練習課題:
#1 次の記述(a)〜(c)が下のグンガン人に関する抜粋の内容と一致するかを「はい」または「いいえ」で答え、判断の根拠となる本文の語句をそのまま引用してください。(a) グンガン人の歯は固い貝を噛み砕けるほど丈夫である。(b) グンガン人は水のない陸上では行動に支障をきたす。(c) グンガン人には外の世界へ進出したいという欲求が見られる。
#2 下のグンガン人に関する抜粋について、最後の文の後から文章を書き継いでください。

抜粋:
· · · · · · ·

グンガン人は両生類的性質を持っており、人間とは容貌がかなり異なる。また、生息地域が違うこともあってか、互いに接触する機会も少ない。加えて両者の関係はあまり良くなかった。しかし、逆に言えば棲み分けができていたとも言える。

衣服は、水中でも陸上でもあまり邪魔にならないような、滑らかで簡素な物を身に付けている。皮膚は良く発達しているため、着衣はあまり発達しなかった。ただし役職により、緩やかなローブや頭巾、あるいはマントなどを羽織っている場合もある。

劇中での指導者はボス・ナスクワイ=ガン・ジンたちと共に行動し、後にパドメ・アミダラの側近として活躍するジャー・ジャー・ビンクスもグンガン人である。

身体的特徴[編集]

顔立ちは両生類のそれを踏襲し、両眼から上の頭部がほとんど存在せず扁平である。目はこの平たい頭から上方へ飛び出している。一方、口吻が前方へ長くせり出し、カモノハシを思わせる様相を呈する。食性は雑食性で、歯は固い貝を噛み砕くほどに丈夫である。ナブーでは主に水産資源より食料を得ている。

スター・ウォーズ世界で標準的なヒューマノイド種族からかけ離れた風貌を持つが、手や足は小器用で知能レベルも高く、技術分野においては独自の発展を遂げるなど、高い文化性を示す。ただ、ナブーのヒューマノイドに対して「グンガンをバカにしてる」と劣等感の発露ともとれる言葉を発した事もある。

彼らは水辺や水中に住む種族だが、水のない陸上でも支障なく行動が可能である。ジャー・ジャーも、アミダラやクワイらに同行して、乾燥したタトゥイーンに暫く滞在しているが、その中で特に不都合はみられない。鼻腔は必要に応じて閉じることができ、元々は水中生活に適用した身体であるが、乾燥した環境での粉塵遮断に役立っている。

皮膚は厚く滑らかで、表面はワックスが覆っているように見えるなどしており、前述の環境適応能力を見ると、本来は様々な世界に進出できる可能性を持った肉体だが、彼らの生活スタイルはシードの自然環境に良く順応していて、外の世界への進出といった欲求も見られない。

全体的にほっそりしているが筋肉質で、陸上では長身の体を持て余しているようにも見えるが、瞬発的な動作は驚くほど俊敏で、長く鞭のような舌は他人の皿の上の果物をかすめとる時ですら目にも止まらないほどである(流石に先読み能力を持つジェダイには通じなかったが)。このため後述する「聖なる軍隊」は軍隊としての組織力には難があるものの、個々の兵士の白兵戦能力においては、通商連合バトル・ドロイド部隊に引けを取らない。

· · · · · · ·

データ行:
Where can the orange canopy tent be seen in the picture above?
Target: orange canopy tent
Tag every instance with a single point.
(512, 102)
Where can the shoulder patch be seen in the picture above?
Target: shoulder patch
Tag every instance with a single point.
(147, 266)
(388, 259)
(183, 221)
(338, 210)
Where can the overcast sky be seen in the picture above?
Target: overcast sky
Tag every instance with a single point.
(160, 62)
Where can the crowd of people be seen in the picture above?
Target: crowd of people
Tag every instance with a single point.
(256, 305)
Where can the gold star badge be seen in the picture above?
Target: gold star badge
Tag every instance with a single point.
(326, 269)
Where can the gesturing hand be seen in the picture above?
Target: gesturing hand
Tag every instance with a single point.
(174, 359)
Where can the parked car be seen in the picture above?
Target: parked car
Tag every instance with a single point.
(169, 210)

· · · · · · ·

解答一覧:
#1
(a) はい:「歯は固い貝を噛み砕くほどに丈夫である」
(b) いいえ:「水のない陸上でも支障なく行動が可能である」
(c) いいえ:「外の世界への進出といった欲求も見られない」

#2
種族内には、外見は異なるが同一の祖先を持ち、陸上生活への適応度が高い側と水辺の生活に順応した側の2種族が共存している様子も見られる。その一方で(ヒューマノイド種族には)彼らの性別を明確に見分けることは困難である。

社会[編集]

その社会の中心は、水中に作られた都市で、最大の物はオート・グンガ(Otoh Gunga、オータ・グンガとも)である。この都市には世襲制の首相「ボス」と、議会政治が行われている。なおナブーの戦いで、通商連合により一度破壊されるが、彼らの持つ優れた水中建築技術により、その後に復興される。

オート・グンガは、かつてグンガン族の武力支配を目論んだ「ボス・ロゴー」の本拠地要塞であった。しかし自らの部族をロゴーに滅ぼされ、身一つと数匹の家畜から再出発してグンガン族全体を団結させ、ロゴーに戦いを挑み勝利した歴史上の人物「ボス・ギャロ」(ボス・ナス直系の祖先)によって一度徹底的に要塞が破壊され、その後に「全てのグンガン人のための場所」として整備された美しい水中都市である。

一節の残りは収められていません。